== What you should do ==
Quote the whole listing word for word, please.

(A block of data)
=-=-=

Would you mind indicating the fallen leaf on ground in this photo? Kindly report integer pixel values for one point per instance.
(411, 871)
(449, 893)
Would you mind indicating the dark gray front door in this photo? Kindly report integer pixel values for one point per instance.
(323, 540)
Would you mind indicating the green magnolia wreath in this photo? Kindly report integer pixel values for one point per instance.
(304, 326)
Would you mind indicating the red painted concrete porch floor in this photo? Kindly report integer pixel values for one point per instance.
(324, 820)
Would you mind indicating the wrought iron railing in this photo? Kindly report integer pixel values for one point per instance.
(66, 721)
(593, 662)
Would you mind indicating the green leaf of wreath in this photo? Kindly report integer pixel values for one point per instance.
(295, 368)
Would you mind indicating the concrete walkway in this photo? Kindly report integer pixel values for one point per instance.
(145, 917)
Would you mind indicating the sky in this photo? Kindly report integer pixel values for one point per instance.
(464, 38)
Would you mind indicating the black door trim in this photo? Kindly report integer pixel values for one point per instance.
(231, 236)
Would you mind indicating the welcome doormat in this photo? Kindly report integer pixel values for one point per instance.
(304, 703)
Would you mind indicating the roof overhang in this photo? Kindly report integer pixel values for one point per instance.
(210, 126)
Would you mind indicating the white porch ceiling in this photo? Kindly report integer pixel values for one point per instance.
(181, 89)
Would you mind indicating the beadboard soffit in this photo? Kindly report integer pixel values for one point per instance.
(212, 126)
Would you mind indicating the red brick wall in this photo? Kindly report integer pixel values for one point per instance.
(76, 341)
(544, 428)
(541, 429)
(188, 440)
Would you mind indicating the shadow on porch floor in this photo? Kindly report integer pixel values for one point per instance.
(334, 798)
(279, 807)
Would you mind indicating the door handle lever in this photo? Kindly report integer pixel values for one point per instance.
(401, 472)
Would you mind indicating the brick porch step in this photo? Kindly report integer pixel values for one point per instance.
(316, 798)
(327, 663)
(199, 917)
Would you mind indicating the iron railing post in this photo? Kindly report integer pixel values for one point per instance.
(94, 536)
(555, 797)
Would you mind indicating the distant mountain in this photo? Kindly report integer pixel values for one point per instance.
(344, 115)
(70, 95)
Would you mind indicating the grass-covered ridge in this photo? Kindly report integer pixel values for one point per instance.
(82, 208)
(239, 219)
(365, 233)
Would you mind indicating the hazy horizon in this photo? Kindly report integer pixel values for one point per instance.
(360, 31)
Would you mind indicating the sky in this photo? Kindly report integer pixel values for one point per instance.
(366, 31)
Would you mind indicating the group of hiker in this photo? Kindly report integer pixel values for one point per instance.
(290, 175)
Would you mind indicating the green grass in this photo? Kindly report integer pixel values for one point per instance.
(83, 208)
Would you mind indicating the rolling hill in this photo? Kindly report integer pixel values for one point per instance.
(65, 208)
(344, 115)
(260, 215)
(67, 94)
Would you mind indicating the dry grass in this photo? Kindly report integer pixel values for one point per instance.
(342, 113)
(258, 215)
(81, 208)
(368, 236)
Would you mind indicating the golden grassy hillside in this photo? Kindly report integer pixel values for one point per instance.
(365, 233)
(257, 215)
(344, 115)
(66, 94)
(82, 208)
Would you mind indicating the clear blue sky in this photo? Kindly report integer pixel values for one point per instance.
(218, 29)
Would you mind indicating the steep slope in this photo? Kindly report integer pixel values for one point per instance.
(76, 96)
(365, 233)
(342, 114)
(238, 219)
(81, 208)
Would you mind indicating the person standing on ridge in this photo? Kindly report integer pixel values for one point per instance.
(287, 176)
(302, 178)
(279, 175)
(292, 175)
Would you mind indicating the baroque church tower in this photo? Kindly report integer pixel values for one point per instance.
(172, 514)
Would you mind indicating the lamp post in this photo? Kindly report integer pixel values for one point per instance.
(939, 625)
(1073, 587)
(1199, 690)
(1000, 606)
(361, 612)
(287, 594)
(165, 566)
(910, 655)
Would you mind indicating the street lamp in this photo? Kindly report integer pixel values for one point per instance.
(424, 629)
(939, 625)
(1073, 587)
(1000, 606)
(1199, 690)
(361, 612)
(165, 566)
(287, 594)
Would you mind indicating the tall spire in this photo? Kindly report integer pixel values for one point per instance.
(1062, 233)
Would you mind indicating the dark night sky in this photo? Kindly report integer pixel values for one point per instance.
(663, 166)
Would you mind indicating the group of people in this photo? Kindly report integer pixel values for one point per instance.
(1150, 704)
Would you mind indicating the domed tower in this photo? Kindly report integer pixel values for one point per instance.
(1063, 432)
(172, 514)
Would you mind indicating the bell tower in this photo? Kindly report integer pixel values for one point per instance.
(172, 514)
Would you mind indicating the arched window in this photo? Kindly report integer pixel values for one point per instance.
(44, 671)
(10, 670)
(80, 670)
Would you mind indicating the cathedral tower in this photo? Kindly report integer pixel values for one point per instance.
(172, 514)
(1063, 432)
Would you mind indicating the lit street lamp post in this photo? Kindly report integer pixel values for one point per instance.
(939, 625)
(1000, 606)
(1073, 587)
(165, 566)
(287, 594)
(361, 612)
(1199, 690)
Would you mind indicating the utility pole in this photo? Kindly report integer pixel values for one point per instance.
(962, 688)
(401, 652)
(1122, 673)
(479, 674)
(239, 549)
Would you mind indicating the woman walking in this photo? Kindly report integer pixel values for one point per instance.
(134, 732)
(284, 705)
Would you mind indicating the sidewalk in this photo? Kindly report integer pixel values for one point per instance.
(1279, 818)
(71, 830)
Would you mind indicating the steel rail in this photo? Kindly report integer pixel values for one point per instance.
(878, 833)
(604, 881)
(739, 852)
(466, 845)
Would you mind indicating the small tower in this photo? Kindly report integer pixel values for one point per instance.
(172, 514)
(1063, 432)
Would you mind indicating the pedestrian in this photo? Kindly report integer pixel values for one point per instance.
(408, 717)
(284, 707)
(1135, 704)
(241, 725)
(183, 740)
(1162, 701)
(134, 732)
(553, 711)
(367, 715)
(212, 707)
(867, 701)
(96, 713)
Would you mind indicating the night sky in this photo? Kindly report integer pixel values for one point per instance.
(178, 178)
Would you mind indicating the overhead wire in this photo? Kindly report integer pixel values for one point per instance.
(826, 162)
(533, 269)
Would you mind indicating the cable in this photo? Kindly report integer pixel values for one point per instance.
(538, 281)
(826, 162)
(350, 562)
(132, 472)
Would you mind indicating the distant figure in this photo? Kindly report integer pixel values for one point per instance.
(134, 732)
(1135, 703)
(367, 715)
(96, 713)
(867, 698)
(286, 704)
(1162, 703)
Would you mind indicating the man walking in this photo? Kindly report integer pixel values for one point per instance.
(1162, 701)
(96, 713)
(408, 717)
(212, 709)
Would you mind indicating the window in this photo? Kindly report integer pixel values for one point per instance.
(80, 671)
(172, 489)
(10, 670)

=-=-=

== Full response ==
Would you mind indicating the fallen leaf on ground in this photo? Kindly report integer pixel values for one point per instance.
(411, 871)
(449, 893)
Would you mind indicating the dark gray front door in this photo? Kindly report integer pixel values for one point per instance.
(323, 540)
Would you mind indicating the green magnolia wreath in this photo? Kindly report integer pixel values for one point per instance.
(304, 326)
Would you mind indicating the red painted concrete porch floor in this photo? Kindly report integer pixel values for one point per instance.
(324, 820)
Would you mind indicating the wrought iron railing in this photo? Kindly report integer pixel values for one point per instance.
(66, 721)
(593, 662)
Would you mind indicating the green leaf of wreath in this photo? Kindly report integer pixel values for one point per instance.
(295, 368)
Would you mind indicating the concrete walkway in this photo? Kindly report integer pixel values for one point per instance.
(145, 917)
Would you mind indicating the sky in this photo? Kindly report integer pixel values for one point per instance.
(464, 38)
Would you mind indicating the black door trim in this photo? Kindly report integer pixel values for one point per instance.
(231, 236)
Would you mind indicating the welcome doormat in this photo? Kindly report integer pixel values for one point per instance.
(304, 703)
Would you mind indicating the roof overhang in this photo? Kindly report integer pixel values for one point per instance.
(210, 126)
Would you mind indicating the white porch ceiling in this photo? Kindly report integer pixel values for one point per instance.
(181, 89)
Would you mind indicating the beadboard soffit in this photo? Kindly report integer pixel values for one point per instance.
(212, 126)
Would you mind indicating the red brick wall in this photo? Kindly report integer pixel values for one point per instance.
(76, 341)
(544, 428)
(541, 429)
(188, 440)
Would you mind indicating the shadow on porch floor in this photo? Kindly report integer pixel values for one point per instance.
(334, 798)
(279, 807)
Would you mind indicating the door handle lever in this photo? Kindly report integer pixel values for one point per instance.
(401, 472)
Would you mind indicating the brick porch step in this photo? Kindly report integer pixel values for one point per instance.
(316, 798)
(327, 663)
(199, 917)
Would you mind indicating the iron railing post in this photo? Kindly report integer pixel values for one point per instance.
(94, 536)
(555, 797)
Would you mind indicating the distant mountain in this photo? Kindly report integer pixel values for one point per instance.
(344, 115)
(70, 95)
Would you mind indicating the grass-covered ridge in this photo? Kindly report integer pixel values for one point per instance.
(82, 208)
(239, 219)
(365, 233)
Would you mind indicating the hazy horizon in this photo? Kindly report integer pixel values for one point per instance.
(360, 31)
Would you mind indicating the sky in this photo? Kindly report integer pixel values for one point per instance.
(366, 31)
Would you mind indicating the group of hiker in this photo? Kindly report integer pixel values for one point per instance.
(290, 175)
Would you mind indicating the green grass in this photo? Kindly report integer pixel values for one point per instance.
(83, 208)
Would you mind indicating the rolling hill in this photo? Kindly report integer pixel values for one point per instance.
(65, 208)
(344, 115)
(260, 215)
(67, 94)
Would you mind indicating the dry grass in this photo? Kindly report integer pixel values for one point per instance.
(342, 113)
(258, 215)
(81, 208)
(368, 236)
Would you mind indicating the golden grassy hillside in this photo? Kindly report integer pixel values for one point per instance.
(365, 233)
(257, 215)
(344, 115)
(66, 94)
(82, 208)
Would you mind indicating the clear blue sky in this photo? Kindly report integer pixel values for one point per instance.
(218, 29)
Would you mind indicating the steep slope in this photo? Kindly report integer pixel values for one point per instance.
(76, 96)
(365, 233)
(342, 114)
(238, 219)
(81, 208)
Would you mind indicating the person standing on ridge in this photo? Kindly report integer pixel values for one point per instance.
(287, 176)
(302, 178)
(279, 175)
(292, 175)
Would you mind indicating the baroque church tower in this photo? Kindly report integer pixel values for one point per instance.
(172, 514)
Would you mind indicating the lamp post in this photo? Kindly report integer pixel values for one point per instance.
(939, 625)
(1073, 587)
(1199, 690)
(1000, 606)
(361, 612)
(287, 594)
(165, 566)
(910, 655)
Would you mind indicating the street lamp in this photo? Kindly report integer pixel values for one point per instance.
(424, 629)
(939, 625)
(1073, 587)
(1000, 606)
(1199, 690)
(361, 612)
(165, 566)
(287, 594)
Would you mind indicating the tall spire in this photo? Kindly report integer pixel values for one point per instance.
(1062, 233)
Would you mind indicating the dark night sky in this photo? Kindly report integer pixel values for one point per instance.
(663, 166)
Would you mind indicating the group of people in this photo? Kindly report integer pixel values for one point per instance.
(1150, 704)
Would you mind indicating the domed tower in this photo? Kindly report integer pixel values for one point per instance.
(1063, 432)
(172, 514)
Would you mind indicating the bell tower in this photo? Kindly report integer pixel values for one point per instance.
(172, 514)
Would you mind indicating the arched window in this photo? Kindly report integer pixel values for one point per instance.
(44, 671)
(10, 670)
(80, 670)
Would you mind indicating the cathedral tower in this photo? Kindly report integer pixel values for one point per instance.
(172, 514)
(1063, 432)
Would you mind indicating the lit street lamp post in this photo? Kindly report integer pixel values for one point per instance.
(939, 625)
(1000, 606)
(1073, 587)
(165, 566)
(287, 594)
(361, 612)
(1199, 690)
Would you mind indicating the utility pole in this photo? Kindly report integer pixel values for one point per instance.
(962, 688)
(401, 652)
(1122, 673)
(479, 674)
(239, 549)
Would you mind indicating the woman walking in this photo? Kindly report integer pixel values for one point per instance.
(134, 732)
(284, 705)
Would you mind indicating the sidewalk in this photo? Kindly report integer pixel values for one point per instance.
(1279, 818)
(71, 830)
Would you mind indicating the steel rail in this photo? Kindly report integer pixel values for one point per instance.
(878, 833)
(604, 881)
(739, 852)
(466, 845)
Would you mind indicating the small tower in this photo? Kindly report integer pixel values for one point per instance.
(172, 514)
(1063, 432)
Would you mind indicating the pedestrian in this photo? Kindly report integer pixel values for one point per instance.
(408, 717)
(284, 707)
(1135, 704)
(241, 725)
(183, 740)
(1162, 701)
(134, 732)
(553, 711)
(367, 715)
(212, 707)
(867, 701)
(96, 713)
Would you mind indicating the night sky in this photo? Kindly report integer pixel values for one point per instance.
(178, 178)
Would you mind indicating the overhead wire in this photo? Kindly report integer pixel values for one point per instance.
(826, 162)
(533, 269)
Would you mind indicating the cable in this photo? Kindly report integer pixel values for one point per instance.
(538, 281)
(826, 162)
(350, 562)
(132, 472)
Would you mind indicating the distant figure in this photo? Kindly report integer pixel values for one point per instance.
(134, 732)
(1135, 703)
(367, 715)
(96, 713)
(867, 698)
(286, 704)
(1162, 703)
Would you mind indicating the man walking in this photo? Kindly report integer pixel values for one point per instance.
(1162, 701)
(96, 713)
(408, 717)
(212, 709)
Would you mind indicating the window in this photo? Kindly report integer pixel values for one point per instance.
(80, 671)
(172, 489)
(10, 670)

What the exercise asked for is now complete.